Requirements »
a: In the diary entry, why did the writer agree to postpone the lecture even though he wished to deliver it that evening?
b: According to the diary entry, at what hour did Mr. Ward finally call on the writer?
c: Reproduce the passage of the diary entry between "The snow began" and "out tomorrow morning.", inclusive.

Text extract »
►

Diary of Charles Francis Adams, volume 8

Wednesday 22d. CFA Wednesday 22d. CFA
Wednesday 22d.

Rain hail and snow. Walking. Evening at Clinton Hall.

The sleep of a few hours was not refreshing to me inasmuch as waking brought with it the consciousness of a sharp head ach. The weather was bad being snowy and on the whole the aspect of things cheerless enough. After a light breakfast I walked out, to see if Sidney Brooks had started, and upon calling at his store found that he left town yesterday.

The snow began to turn into rain and I found no acquaintances and no sign of an inquiry on the part of the Mercantile Library Association if I was there. I do not remember in my life that I ever felt more dolefully. My fear that I should be utterly unable to execute my engagement at all aggravated my uneasiness very much. I starved myself and this probably prevented my being obliged to give up entirely. But finding things so out of joint and myself so poorly I set about inquiring the readiest means of getting away, and finally engaged a seat in the stage going out tomorrow morning.

This done I called to see Hunt the publisher of The Merchants’ Magazine and set him in quest of Mr. Ward who finally called to see me at five o’clock. He notified me of his abdication and that the new President would call with himself at 7 o’clock to take me to Clinton Hall. Accordingly we went at the specified hour, the rain pouring in torrents.

Clinton Hall is a neat building erected for the accommodation of this Society and contains a Lecture Room, Library and Reading Room, besides a small room for the Directors into which I was introduced.1 But I soon found by various whisperings among the young men that there was no audience. They charged this to the weather and finally requested of me to postpone the delivery of my Lecture until tomorrow evening. My own inclination was to go on that I might get away in the morning. But I answered that I had come to please them and not myself and if it was their desire that I should wait I would. This they finally determined upon. So the matter was announced to the few who had the energy to come.

The Directors then carried me round their Library and showed me many new books as well as old ones. They pride themselves as all 363young men do more upon the number than the selection, but this is on the whole creditable. I was not however in good order to think about it so I was glad when the time came for me to be transferred to the Astor House and thence to bed, tired and dull.

1.

◄

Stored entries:
►

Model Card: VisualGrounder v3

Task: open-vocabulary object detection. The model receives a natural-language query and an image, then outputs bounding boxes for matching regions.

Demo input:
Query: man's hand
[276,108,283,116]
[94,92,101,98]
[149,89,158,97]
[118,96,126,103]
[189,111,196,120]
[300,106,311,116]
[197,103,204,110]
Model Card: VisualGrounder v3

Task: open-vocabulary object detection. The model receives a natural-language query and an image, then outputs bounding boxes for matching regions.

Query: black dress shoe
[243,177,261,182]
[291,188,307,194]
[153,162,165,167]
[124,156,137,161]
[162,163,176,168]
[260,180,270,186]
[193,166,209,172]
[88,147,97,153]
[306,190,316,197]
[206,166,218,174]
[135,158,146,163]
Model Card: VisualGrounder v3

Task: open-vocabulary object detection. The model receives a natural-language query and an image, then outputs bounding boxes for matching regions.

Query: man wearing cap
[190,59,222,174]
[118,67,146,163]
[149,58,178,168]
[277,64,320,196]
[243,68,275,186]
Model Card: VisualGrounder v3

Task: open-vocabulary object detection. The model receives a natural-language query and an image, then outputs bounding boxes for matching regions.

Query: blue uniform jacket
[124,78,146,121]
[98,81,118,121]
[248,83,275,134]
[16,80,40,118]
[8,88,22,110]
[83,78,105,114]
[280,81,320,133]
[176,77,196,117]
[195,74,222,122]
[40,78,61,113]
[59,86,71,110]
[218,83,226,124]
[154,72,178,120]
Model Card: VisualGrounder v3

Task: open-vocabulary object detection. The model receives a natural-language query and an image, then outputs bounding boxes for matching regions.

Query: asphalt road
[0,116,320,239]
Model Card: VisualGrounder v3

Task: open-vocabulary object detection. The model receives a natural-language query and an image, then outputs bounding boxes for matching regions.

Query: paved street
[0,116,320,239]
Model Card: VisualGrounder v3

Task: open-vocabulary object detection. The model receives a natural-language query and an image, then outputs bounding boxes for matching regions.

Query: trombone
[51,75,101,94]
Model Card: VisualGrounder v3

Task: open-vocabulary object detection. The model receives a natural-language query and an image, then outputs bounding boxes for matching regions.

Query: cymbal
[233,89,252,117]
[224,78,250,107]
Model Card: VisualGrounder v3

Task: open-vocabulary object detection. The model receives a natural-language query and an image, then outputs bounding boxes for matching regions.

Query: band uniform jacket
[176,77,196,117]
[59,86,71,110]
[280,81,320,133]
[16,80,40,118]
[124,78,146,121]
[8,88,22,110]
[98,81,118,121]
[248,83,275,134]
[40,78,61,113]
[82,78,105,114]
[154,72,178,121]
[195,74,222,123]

◄

Complete answers »
a: He wanted to deliver it that evening so that he could leave in the morning. However, he told the young men that he had come to please them and not himself, and that he would wait if they wished.

b: Mr. Ward called at five o'clock.

c:
The snow began to turn into rain and I found no acquaintances and no sign of an inquiry on the part of the Mercantile Library Association if I was there. I do not remember in my life that I ever felt more dolefully. My fear that I should be utterly unable to execute my engagement at all aggravated my uneasiness very much. I starved myself and this probably prevented my being obliged to give up entirely. But finding things so out of joint and myself so poorly I set about inquiring the readiest means of getting away, and finally engaged a seat in the stage going out tomorrow morning.